*RECORDED INFORMATION:*

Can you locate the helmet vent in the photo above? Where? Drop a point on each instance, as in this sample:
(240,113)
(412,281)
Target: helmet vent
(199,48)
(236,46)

*REQUEST:* Substitute "air vent" for "helmet vent" everywhere in the entries above and write them out again, changing nothing else.

*RESPONSE BELOW:*
Can you locate the air vent in the photo above? Where? Drop a point on each instance, as in this sample:
(240,113)
(412,281)
Target: air vent
(199,48)
(236,46)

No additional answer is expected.